*Your tasks*.
a. Check each statement against the bitmap steganography text below and mark it yes or no, quoting the exact words from the text that settle it. (i) The header of a bitmap file holds the width and height of the image. (ii) The sample application does not deal with indexed color bitmaps. (iii) SteganographyEngine has two member variables.
b. Carry on the bitmap steganography text from its last sentence.

*Document section*.
⟨

Structure of a bitmap file

First, a little background material on the type of cover file we'll be using. As an overview, a bitmap is essentially a mapping of the values used to represent the pixels within a given area on a screen. One of the older image formats in use today it consists of three to four parts or sections. Header, Information Header, Palette (optional), and Image Data. The header contains a "magic" identifier (letting us know the file is a bitmap) as well as the file size and the offset in the file where the actual pixel mapping begins. The information section contains such things as width and height of the image, bits per pixel, number of colors, and what (if any) compression type has been used. If "indexed color" has been used, a section containing a table of colors will then be next. Bitmaps using indexed colors do not store the color specification within each pixel but rather an index into the optional section that contains the colors table. We will not be considering indexed color bitmaps within the bounds of our simple Steganography application. The final section contains the actual image data i.e, the map of pixels that make up our bitmap image.

Sample Image

Thankfully, in our simple Steganography application, we only need to focus on the image data section and will ignore the other sections. Our entry point into the bitmap file will be the .Net "Bitmap" class and we'll be using it's GetPixel and SetPixel methods to store and retrieve our hidden data. GetPixel and SetPixel return and are passed a Color object, respectively. By "borrowing bits" from the Color object we will interleave the data we wish to transfer.

Application overview

The sample application this article is based on is a commandline utility that allows for the encoding and decoding of a file into a bitmap in such a manner as to conceal the existence of the embedded file from the casual observer. At a high level the objects that will be doing the work for the application are as follows. SteganographyEngine - this class acts as a wrapper for the Steganography functionality provided. SteganographyEngine manages the file IO for the the various Steganography objects in the application as well as instantiation and invocation of those objects based on parameters passed to it from the application object. SteganographyEngine has a single member variable of type ISteganographyFactory. ISteganographyFactory in turn works with two other Steganography specific objects. IMetaData and IBitmapCodec. Together these three form the basis for all Steganography operations performed by the application. All three are interfaces in order to provide a measure of extensibility to the application. The concrete classes SteganographyFactory, MetaData, and BitmapCodec, respectively provide implementations for each of these interfaces within the application. BitmapCodec is where the rubber hits the road so to speak. This is where the individual bytes are encoded and decoded into the cover files bytes. MetaData is a section of data we encode/decode along with the content we wish to embed. As the name implies it is data about the data we've embedded. This is done to facilitate extraction. SteganographyFactory ties the codec and meta-data classes together performing the needed function calls in order to provide a cohesive Steganography interface to the engine class.

⟩

*Data extract*.
⟨

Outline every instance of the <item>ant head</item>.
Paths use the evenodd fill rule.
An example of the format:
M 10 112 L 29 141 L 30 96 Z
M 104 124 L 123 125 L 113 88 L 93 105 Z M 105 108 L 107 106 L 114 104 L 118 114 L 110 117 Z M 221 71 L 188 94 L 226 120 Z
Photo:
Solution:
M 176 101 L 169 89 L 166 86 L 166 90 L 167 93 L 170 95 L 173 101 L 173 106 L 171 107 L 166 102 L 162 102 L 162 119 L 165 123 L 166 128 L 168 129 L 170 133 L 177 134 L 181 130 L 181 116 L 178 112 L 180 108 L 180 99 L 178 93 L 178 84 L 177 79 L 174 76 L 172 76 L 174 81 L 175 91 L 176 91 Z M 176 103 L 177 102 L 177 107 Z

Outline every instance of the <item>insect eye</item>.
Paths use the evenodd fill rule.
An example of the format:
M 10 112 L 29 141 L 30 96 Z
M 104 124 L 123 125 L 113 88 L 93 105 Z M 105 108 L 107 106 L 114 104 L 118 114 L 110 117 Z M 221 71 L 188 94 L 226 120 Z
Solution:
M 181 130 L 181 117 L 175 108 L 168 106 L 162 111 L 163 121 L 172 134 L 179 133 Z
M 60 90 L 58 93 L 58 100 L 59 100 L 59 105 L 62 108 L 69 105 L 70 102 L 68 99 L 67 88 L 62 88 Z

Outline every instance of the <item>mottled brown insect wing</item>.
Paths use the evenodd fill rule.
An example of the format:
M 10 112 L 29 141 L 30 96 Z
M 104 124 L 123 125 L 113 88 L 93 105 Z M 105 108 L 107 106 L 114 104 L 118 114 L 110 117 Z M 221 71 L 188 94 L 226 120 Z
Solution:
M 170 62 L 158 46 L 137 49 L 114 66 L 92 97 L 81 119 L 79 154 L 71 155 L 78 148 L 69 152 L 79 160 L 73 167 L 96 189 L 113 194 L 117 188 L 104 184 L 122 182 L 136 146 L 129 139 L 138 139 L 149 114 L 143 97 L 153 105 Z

⟩

*Results of the tasks*.
a.
(i) No: "The information section contains such things as width and height of the image"
(ii) Yes: "We will not be considering indexed color bitmaps within the bounds of our simple Steganography application."
(iii) No: "SteganographyEngine has a single member variable of type ISteganographyFactory."

b.
Encoding the data

Each pixel returned by the GetPixel method of the Bitmap class is represented by a Color object. Color objects contain Red, Green, Blue properties and can be represented by one byte each. It is within the last two to three bits of each of these bytes that we will store our data. Thus, in this example each pixel color will provide for us three bytes with which we can encode our data. Each byte ranges from 0 to 255. The higher the number the greater the amount of that color is applied to it's respective pixel. In general, these last three bytes can be modified without having an overly large impact on the bitmap picture. Certainly not enough to notice if one is not familiar with the original. So, each byte to embed will be split between each of the three color bytes. As stated in the application overview the code to encode/decode a byte resides in the class ByteCodec. Below I have detailed the code to encode i.e., splitting and allocating a byte between the red, green, and blue bytes of a Color object.

First the function definition. An array of byte values is passed in. These are the red, green, and blue values of our target pixel's color. Additionally, a single byte value is passed in. This is the value we wish to encode.

void EncodeByte(byte[] ByteArray, byte bytValue)

So "bytValue" is the value we wish to encode within the red, green, and blue color bytes. We have a total of eight bits to encode over a combination of three bytes. Bits are encoded into their target bytes starting at the least significant bit of each byte. As a concrete example we will encode a value of 105 into a pixel with the colors red=34, green=73, and blue=80. The program by default allocates the bits of the byte to encode as the 3 most significant bits to red, next 3 bits to green, and the final 2 bits to blue. We will refer to this as a mask of 3:3:2. Our bit patterns as EncodeByte begins to execute looks as follows.

0110 1001  The value to encode (105)
0010 0010  The red byte of the pixel (34)
0100 1001  The green byte of the pixel (73)
0101 0000  The blue byte of the pixel (80)

From the bits of the value to encode (bytValue) we must transfer bits into our pixel bytes as follows

011  To the red byte
010  To the green byte
01    To the blue byte

As stated, all bit transfers are done starting from the least significant bit of each targeted color byte

For the red byte it looks like this

0010 0010   Red Byte
0000 0011   Bits to encode
========
0010 0011   New red (35).

The three least significant bits have been replaced

For the green byte we have:

0100 1001  Green Byte
0000 0010  Bits to encode
========
0100 1010  New green (74).

The three least significant bits have been replaced

And finally for the blue byte:

0101 0000  Blue Byte
0000 0001  Bits to encode
========
0101 0001  New blue (81).

The two least significant bits have been replaced.

So applying a bit dispersal mask of 3:3:2 to our byte to encode modifies the original color of the pixel just slightly. From a pixel color of red=34, green=73, and blue=80 to a color of red=35, green=74, and blue=81 We have encoded the byte and the picture to the causal observer giving no indication that it contains a second level of information.

As far as the source code for this function, we have what follows below. First, we create bit array objects that corresponds to our byte to encode (bytValue) and the bit dispersal mask we have chosen to use, 3:3:2. This is the default value for the mask. Other values to use for the mask can be passed in from the commandline at run time. The member variables of the ByteCodec class m_bytRedMask, m_bytGreenMask, and m_bytBlueMask correspond to the three values in the bit dispersal mask.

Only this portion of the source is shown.